RAW RECORDS -
----------
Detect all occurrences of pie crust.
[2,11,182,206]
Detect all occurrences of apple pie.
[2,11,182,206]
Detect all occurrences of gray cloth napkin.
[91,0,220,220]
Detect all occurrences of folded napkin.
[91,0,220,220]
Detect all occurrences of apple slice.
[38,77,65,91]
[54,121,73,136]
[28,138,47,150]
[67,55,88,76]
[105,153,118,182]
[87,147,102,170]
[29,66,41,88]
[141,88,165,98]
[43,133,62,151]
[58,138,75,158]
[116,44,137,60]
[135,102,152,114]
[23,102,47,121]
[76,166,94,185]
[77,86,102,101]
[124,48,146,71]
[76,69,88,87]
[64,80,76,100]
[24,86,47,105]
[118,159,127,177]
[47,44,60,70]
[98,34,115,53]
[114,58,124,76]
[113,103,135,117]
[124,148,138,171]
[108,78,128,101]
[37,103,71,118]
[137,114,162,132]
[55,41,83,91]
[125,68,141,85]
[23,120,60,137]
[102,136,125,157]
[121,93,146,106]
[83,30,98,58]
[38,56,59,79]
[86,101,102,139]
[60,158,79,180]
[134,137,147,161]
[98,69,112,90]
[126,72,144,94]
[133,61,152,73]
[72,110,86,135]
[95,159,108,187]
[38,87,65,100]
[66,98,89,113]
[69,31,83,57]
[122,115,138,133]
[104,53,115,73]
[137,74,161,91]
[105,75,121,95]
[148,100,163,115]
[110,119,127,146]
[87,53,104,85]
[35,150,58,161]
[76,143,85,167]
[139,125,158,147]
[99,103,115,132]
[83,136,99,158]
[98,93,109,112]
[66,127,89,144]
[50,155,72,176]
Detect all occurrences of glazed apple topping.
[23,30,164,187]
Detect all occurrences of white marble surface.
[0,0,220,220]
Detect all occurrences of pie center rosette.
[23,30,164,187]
----------
WHAT NEEDS TO BE DONE -
Copy out all of the material above, swapping each "napkin" for "serviette" and keeping everything else unchanged.

SOLUTION FOR THIS PROBLEM -
Detect all occurrences of pie crust.
[2,11,182,206]
Detect all occurrences of apple pie.
[2,11,182,206]
Detect all occurrences of gray cloth serviette.
[91,0,220,220]
Detect all occurrences of folded serviette.
[91,0,220,220]
Detect all occurrences of apple slice.
[38,77,65,91]
[54,121,73,136]
[28,138,47,150]
[67,55,88,76]
[105,153,118,182]
[87,147,102,170]
[29,66,41,88]
[141,88,165,98]
[43,133,62,151]
[58,138,75,158]
[116,44,137,60]
[135,102,152,114]
[23,102,47,121]
[76,166,94,185]
[77,86,102,101]
[124,48,146,71]
[76,69,88,87]
[64,80,76,100]
[24,86,47,105]
[118,159,127,177]
[47,44,60,70]
[98,34,115,53]
[114,58,124,76]
[113,103,135,117]
[124,148,138,171]
[108,78,128,101]
[37,103,71,118]
[137,114,162,132]
[55,41,83,91]
[125,68,141,85]
[23,120,60,137]
[102,136,125,157]
[121,93,146,106]
[83,30,98,58]
[38,56,59,79]
[86,101,102,139]
[60,158,79,180]
[134,137,147,161]
[98,69,112,90]
[126,72,144,94]
[133,61,152,73]
[72,110,86,135]
[95,159,108,187]
[38,87,65,100]
[66,98,89,113]
[69,31,83,57]
[122,115,138,133]
[104,53,115,73]
[137,74,161,91]
[105,75,121,95]
[148,100,163,115]
[110,119,127,146]
[87,53,104,85]
[35,150,58,161]
[76,143,85,167]
[139,125,158,147]
[99,103,115,132]
[83,136,99,158]
[98,93,109,112]
[66,127,89,144]
[50,155,72,176]
Detect all occurrences of glazed apple topping.
[23,30,164,187]
Detect all occurrences of white marble surface.
[0,0,220,220]
Detect all occurrences of pie center rosette.
[23,30,164,187]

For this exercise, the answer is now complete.